■ INSTRUCTIONS TO FOLLOW:
Each line of the listing must be set down exactly as it stands.

(Beginning of EXCERPTED RECORDS)

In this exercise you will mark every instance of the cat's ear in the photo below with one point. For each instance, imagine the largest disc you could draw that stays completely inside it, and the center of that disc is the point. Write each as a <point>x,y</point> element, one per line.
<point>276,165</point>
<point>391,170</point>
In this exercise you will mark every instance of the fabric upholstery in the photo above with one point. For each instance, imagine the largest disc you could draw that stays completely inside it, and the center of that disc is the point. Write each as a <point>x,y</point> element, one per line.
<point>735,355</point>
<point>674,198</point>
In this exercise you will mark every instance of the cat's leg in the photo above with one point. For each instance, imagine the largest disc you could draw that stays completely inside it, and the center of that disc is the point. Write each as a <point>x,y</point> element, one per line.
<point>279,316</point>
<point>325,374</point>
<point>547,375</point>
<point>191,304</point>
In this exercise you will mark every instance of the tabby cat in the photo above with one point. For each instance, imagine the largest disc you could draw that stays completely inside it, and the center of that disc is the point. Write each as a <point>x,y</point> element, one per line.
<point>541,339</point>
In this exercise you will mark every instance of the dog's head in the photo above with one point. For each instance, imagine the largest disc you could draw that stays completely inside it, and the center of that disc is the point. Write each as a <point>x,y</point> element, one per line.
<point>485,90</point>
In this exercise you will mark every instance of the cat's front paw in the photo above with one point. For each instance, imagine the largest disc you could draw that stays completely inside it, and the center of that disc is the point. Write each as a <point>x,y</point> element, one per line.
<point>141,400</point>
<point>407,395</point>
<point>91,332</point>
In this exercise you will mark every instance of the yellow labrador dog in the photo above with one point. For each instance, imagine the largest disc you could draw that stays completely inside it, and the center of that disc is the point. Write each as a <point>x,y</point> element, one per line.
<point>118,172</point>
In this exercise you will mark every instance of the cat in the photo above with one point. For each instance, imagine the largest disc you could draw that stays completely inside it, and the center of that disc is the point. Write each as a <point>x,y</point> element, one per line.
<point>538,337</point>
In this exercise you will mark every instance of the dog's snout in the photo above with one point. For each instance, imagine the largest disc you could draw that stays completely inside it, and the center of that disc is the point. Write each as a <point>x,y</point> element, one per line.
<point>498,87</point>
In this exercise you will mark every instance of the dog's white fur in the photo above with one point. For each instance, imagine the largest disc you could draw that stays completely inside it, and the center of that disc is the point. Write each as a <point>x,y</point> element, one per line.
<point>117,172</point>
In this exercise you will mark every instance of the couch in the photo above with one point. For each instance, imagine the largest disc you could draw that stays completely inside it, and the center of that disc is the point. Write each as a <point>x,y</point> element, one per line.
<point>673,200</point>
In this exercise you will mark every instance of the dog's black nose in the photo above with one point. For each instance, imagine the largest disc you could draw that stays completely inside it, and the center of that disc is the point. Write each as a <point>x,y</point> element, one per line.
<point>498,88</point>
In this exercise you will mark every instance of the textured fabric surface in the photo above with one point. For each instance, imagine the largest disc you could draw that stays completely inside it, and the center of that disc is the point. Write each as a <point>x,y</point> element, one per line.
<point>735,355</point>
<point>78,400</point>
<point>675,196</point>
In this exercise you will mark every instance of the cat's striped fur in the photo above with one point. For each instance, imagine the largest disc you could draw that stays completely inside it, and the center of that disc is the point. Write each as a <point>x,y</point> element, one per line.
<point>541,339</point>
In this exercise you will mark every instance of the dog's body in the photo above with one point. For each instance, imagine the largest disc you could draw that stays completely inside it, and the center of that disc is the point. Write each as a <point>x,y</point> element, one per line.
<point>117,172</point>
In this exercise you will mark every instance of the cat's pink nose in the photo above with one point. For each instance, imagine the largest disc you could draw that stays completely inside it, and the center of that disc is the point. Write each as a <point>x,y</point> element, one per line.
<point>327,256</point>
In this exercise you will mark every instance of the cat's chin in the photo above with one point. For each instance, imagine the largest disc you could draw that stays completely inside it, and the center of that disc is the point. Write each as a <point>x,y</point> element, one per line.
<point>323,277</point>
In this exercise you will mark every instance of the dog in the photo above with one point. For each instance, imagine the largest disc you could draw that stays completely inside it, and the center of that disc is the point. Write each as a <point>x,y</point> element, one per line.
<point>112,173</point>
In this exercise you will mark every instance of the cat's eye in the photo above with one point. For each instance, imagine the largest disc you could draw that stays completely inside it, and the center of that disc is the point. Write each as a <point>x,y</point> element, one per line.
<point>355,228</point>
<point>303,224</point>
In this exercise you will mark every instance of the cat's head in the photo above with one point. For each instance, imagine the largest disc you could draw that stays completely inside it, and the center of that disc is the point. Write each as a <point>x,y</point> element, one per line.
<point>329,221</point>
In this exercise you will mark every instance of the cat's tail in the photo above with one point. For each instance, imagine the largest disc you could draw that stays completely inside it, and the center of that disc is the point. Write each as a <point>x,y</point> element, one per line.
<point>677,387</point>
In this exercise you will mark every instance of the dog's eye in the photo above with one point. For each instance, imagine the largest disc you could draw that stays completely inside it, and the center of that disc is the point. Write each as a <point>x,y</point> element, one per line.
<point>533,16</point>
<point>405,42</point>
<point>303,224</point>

(End of EXCERPTED RECORDS)

■ EXERCISE OUTPUT:
In this exercise you will mark every instance of the cat's ear in the photo below with one point. For each instance, imagine the largest disc you could draw that stays completely inside it, and the center of that disc is the point. Write each as a <point>x,y</point> element, one per line.
<point>276,165</point>
<point>391,170</point>
In this exercise you will mark every instance of the fabric upholstery in the photo above with one point. For each instance, imagine the largest disc you could draw that stays completely inside it, and the center of that disc is the point. Write each as a <point>x,y</point> element, one per line.
<point>735,355</point>
<point>674,198</point>
In this exercise you will mark every instance of the cat's leg in the photo above with one point. For each instance, imagine the largest disc you could draw that stays completely inside it, and the center of that disc is the point. Write each as a <point>x,y</point> element, one per line.
<point>279,316</point>
<point>325,374</point>
<point>547,375</point>
<point>191,304</point>
In this exercise you will mark every instance of the tabby cat in the photo above with one point. For each instance, imagine the largest disc you could draw that stays completely inside it, and the center of that disc is the point. Write each as a <point>x,y</point> element, one per line.
<point>541,339</point>
In this exercise you will mark every instance of the dog's head in the photo above with one point. For each instance, imagine the largest disc you could draw that stays completely inside it, and the center of that disc is the point. Write each as a <point>x,y</point> element, one per line.
<point>485,90</point>
In this exercise you will mark every instance of the cat's front paw in the photo above with one point. For each instance, imagine the largest disc you could draw that stays completely inside it, and the center of that disc is the point. Write each as a <point>x,y</point> element, one per line.
<point>141,400</point>
<point>407,395</point>
<point>91,332</point>
In this exercise you will mark every instance of the yellow labrador dog in the photo above with one point. For each instance, imagine the largest disc you could draw that stays completely inside it, and the center of that disc is the point. Write each as a <point>x,y</point> element, one per line.
<point>118,172</point>
In this exercise you will mark every instance of the cat in the photo above with one point. For each instance, imagine the largest disc you could draw that stays completely inside it, and the center of that disc is the point. Write each as a <point>x,y</point> element, one per line.
<point>538,337</point>
In this exercise you will mark every instance of the dog's snout in the photo above with one point. For each instance, imagine the largest disc you could draw that stays completely inside it, and the center of that disc is the point. Write each as a <point>x,y</point> element, one per line.
<point>498,87</point>
In this exercise you will mark every instance of the dog's white fur in the photo above with one point. For each instance, imagine the largest disc you could draw that stays completely inside it, and the center of that disc is the point. Write each as a <point>x,y</point> element, one per line.
<point>117,172</point>
In this exercise you will mark every instance of the couch in the photo above with one point. For each instance, imagine the largest disc you could draw that stays completely inside it, and the center of that disc is the point. Write each as a <point>x,y</point> element, one per line.
<point>673,200</point>
In this exercise you will mark every instance of the dog's black nose in the photo above with one point. For each instance, imagine the largest disc you could draw that stays completely inside it, and the center of that disc is the point. Write each as a <point>x,y</point> element, one per line.
<point>498,88</point>
In this exercise you will mark every instance of the textured fabric surface in the photo above with one point. For each instance, imagine the largest disc you could draw that stays completely inside it, and the center of that disc is the point. Write each as a <point>x,y</point> element, one per line.
<point>735,355</point>
<point>78,400</point>
<point>675,196</point>
In this exercise you will mark every instance of the cat's striped fur in the photo above with one point. For each instance, imagine the largest disc you could draw that stays completely inside it, and the center of that disc is the point. Write each as a <point>x,y</point> element, one per line.
<point>541,339</point>
In this exercise you will mark every instance of the dog's body in the photo above with one point. For each instance, imagine the largest disc you could draw that stays completely inside it, and the center of that disc is the point. Write each as a <point>x,y</point> element, one per line.
<point>117,172</point>
In this exercise you will mark every instance of the cat's pink nose in the photo above with one point. For each instance, imagine the largest disc you could draw that stays completely inside it, and the center of that disc is the point. Write each as a <point>x,y</point> element, one per line.
<point>327,256</point>
In this exercise you will mark every instance of the cat's chin in the photo above with one point. For each instance, imagine the largest disc you could draw that stays completely inside it, and the center of that disc is the point. Write each as a <point>x,y</point> element, one per line.
<point>323,277</point>
In this exercise you will mark every instance of the dog in the photo above with one point. For each instance, imagine the largest disc you could draw that stays completely inside it, and the center of that disc is the point. Write each as a <point>x,y</point> element, one per line.
<point>112,173</point>
In this exercise you will mark every instance of the cat's eye in the photo above with one point. For each instance, imagine the largest disc you could draw that stays completely inside it, and the center of that disc is the point. Write each as a <point>x,y</point> element, one per line.
<point>355,228</point>
<point>303,224</point>
In this exercise you will mark every instance of the cat's head in the photo above with one point. For each instance, imagine the largest disc you could draw that stays completely inside it, and the center of that disc is the point. Write each as a <point>x,y</point> element, one per line.
<point>329,221</point>
In this exercise you will mark every instance of the cat's tail in the photo above with one point. For each instance, imagine the largest disc you could draw that stays completely inside it, and the center of that disc is the point. Write each as a <point>x,y</point> element, one per line.
<point>677,387</point>
In this exercise you will mark every instance of the dog's eye in the photo above with one point. For each instance, imagine the largest disc you could draw that stays completely inside it, and the center of that disc is the point. Write each as a <point>x,y</point> element, one per line.
<point>533,16</point>
<point>405,42</point>
<point>303,224</point>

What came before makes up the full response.